Exercise aim: Revise the text on Andrew Marr's BBC appointment, starting with "Marred Opinions" and going on through "impartial political editor?", and replace "impartial" with "neutral".

Text excerpt:
★ ★ ★ ★
Necessity Still Breeds Ingenuity - Archive of SQUALL MAGAZINE 1992-2006

Marred Opinions

Insight into the partiality of Andrew Marr, political mouthpiece of the BBC

The BBC constantly boasts of the honesty and integrity of their 'impartial' news and analysis. But, as David Edwards reveals, the appointment of Andrew Marr as the BBC's new Chief Political Editor stretches credulity. Can a man who insists "The World Trade Organisation is on the side of the angels. It is what the world's poor need most…" be deemed a credibly impartial political editor?

August 2000

While it is often recognised that the reporting of the right-wing 'Tory press' is hopelessly distorted, there is often a naive faith in the 'neutral' output of newspapers such as The Guardian, Observer and Independent, and even the BBC. An individual who has been at the heart of this 'liberal' media establishment for some time is Andrew Marr, one-time editor of the Independent and Observer columnist, who has recently been appointed as political editor of the BBC.

Noises have been made about Marr's favoured status among New Labour elites. Writing in The Observer, Kamal Ahmed noted that "Marr… is close to senior officials in Downing Street and makes no secret of his New Labour credentials. He is well-liked by the Prime Minister and his official spokesman, Alastair Campbell." ('BBC risks row over key TV post'. Observer, 14/5/00)

This will surprise no one who recalls Marr's performance during last year's bombing of Serbia. In The Observer, Marr wrote a series of adulatory articles with titles like, "Brave, bold, visionary. Whatever became of Blair the ultra-cautious cynic?" (4/4/99), and "Hail to the chief. Sorry, Bill, but this time we're talking about Tony" (16/5/99). Marr declared himself in awe of Blair's "moral courage" and wrote: "I am constantly impressed, but also mildly alarmed, by his utter lack of cynicism."

In a debate, Marr repeated Blair's call for a ground war: "I want to put the Macbeth option: which is that we're so steeped in blood we should go further. If we really believe Milosevic is this bad, dangerous and destabilising figure we must ratchet this up much further. We should now be saying that we intend to put in ground troops. I don't believe this stuff about the Serbian army being an undefeatable, extraordinary, superhuman group." ('Do We Give war a chance?'. Observer, 18/4/99)
★ ★ ★ ★
Dataset records:
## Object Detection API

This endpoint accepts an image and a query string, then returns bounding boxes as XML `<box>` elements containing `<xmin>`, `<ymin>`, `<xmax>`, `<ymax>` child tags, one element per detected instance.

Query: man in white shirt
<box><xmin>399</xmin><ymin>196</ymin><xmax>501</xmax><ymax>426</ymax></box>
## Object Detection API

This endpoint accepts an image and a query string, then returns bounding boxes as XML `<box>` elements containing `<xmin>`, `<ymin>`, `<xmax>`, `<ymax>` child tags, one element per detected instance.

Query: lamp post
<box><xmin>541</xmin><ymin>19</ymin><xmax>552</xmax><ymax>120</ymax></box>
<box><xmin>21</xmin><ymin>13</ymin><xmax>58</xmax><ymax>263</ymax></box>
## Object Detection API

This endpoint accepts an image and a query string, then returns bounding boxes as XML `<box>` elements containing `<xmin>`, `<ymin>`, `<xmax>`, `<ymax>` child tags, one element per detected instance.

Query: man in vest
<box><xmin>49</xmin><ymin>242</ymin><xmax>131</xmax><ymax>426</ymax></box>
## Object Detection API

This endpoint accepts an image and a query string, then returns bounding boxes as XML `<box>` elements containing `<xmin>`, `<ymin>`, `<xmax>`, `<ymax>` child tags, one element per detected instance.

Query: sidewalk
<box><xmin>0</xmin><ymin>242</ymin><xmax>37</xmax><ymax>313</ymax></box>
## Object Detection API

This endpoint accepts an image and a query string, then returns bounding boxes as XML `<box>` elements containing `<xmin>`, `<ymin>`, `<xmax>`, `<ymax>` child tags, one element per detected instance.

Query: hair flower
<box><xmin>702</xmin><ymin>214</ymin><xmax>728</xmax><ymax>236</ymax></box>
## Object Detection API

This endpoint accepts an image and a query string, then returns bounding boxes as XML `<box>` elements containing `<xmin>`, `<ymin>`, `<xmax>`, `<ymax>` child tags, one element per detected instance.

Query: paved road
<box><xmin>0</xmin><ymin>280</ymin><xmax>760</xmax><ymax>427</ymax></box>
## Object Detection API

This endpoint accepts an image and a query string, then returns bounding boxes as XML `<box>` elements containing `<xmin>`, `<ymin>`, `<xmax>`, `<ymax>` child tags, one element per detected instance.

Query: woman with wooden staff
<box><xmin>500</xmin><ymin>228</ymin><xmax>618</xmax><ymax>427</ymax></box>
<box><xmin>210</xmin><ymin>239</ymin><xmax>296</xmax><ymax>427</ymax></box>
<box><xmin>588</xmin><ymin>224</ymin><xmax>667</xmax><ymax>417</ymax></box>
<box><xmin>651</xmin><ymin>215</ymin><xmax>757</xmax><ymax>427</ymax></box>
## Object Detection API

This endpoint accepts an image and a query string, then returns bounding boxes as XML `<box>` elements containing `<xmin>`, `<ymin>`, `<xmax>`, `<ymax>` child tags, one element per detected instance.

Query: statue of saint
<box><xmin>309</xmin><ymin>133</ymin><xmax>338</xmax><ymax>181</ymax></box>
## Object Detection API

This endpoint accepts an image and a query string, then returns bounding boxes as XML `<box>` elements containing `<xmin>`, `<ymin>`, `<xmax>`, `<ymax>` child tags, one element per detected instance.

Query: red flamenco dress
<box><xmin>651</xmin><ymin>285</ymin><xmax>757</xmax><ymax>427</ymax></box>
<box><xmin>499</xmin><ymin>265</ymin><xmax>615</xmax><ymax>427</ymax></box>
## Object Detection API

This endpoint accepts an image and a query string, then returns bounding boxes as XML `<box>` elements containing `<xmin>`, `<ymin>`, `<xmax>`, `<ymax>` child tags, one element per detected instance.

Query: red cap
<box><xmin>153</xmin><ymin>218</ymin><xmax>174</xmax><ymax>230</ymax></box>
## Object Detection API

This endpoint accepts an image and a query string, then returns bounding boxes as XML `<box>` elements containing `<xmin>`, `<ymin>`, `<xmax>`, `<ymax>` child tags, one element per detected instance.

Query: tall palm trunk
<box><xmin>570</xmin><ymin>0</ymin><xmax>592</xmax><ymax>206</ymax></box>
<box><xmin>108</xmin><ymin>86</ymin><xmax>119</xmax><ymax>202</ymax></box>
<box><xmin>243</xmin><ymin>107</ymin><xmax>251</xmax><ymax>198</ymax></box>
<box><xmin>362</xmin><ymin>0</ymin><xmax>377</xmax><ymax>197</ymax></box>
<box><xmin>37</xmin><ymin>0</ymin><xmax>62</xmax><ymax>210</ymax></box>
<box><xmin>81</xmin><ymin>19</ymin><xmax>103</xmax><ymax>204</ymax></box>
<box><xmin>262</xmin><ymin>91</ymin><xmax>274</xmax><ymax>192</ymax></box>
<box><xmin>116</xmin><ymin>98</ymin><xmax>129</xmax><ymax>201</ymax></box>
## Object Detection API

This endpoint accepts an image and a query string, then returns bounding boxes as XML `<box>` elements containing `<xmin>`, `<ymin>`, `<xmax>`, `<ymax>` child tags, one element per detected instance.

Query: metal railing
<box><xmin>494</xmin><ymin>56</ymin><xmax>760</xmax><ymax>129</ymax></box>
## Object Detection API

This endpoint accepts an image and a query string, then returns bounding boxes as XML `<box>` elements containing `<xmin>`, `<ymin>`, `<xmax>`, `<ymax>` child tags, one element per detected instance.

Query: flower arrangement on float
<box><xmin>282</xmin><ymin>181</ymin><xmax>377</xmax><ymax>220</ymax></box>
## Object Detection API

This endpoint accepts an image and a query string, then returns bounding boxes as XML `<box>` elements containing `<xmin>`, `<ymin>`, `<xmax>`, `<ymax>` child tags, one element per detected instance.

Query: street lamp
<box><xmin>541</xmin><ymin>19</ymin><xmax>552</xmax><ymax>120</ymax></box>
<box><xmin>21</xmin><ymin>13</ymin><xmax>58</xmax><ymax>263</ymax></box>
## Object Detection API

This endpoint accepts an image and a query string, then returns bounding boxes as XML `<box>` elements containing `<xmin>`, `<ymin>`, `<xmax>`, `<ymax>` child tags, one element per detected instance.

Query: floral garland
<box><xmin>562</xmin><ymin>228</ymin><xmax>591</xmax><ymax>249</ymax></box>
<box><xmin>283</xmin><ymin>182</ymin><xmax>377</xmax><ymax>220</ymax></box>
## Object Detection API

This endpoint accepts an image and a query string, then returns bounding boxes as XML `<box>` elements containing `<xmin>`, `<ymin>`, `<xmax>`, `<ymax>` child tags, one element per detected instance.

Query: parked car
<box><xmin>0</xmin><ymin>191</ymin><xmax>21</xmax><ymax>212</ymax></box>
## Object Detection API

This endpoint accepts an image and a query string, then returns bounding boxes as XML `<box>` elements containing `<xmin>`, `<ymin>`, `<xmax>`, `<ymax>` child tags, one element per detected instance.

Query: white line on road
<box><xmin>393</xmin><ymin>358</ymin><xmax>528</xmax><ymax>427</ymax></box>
★ ★ ★ ★
Answer to this task:
Marred Opinions

Insight into the partiality of Andrew Marr, political mouthpiece of the BBC

The BBC constantly boasts of the honesty and integrity of their 'neutral' news and analysis. But, as David Edwards reveals, the appointment of Andrew Marr as the BBC's new Chief Political Editor stretches credulity. Can a man who insists "The World Trade Organisation is on the side of the angels. It is what the world's poor need most…" be deemed a credibly neutral political editor?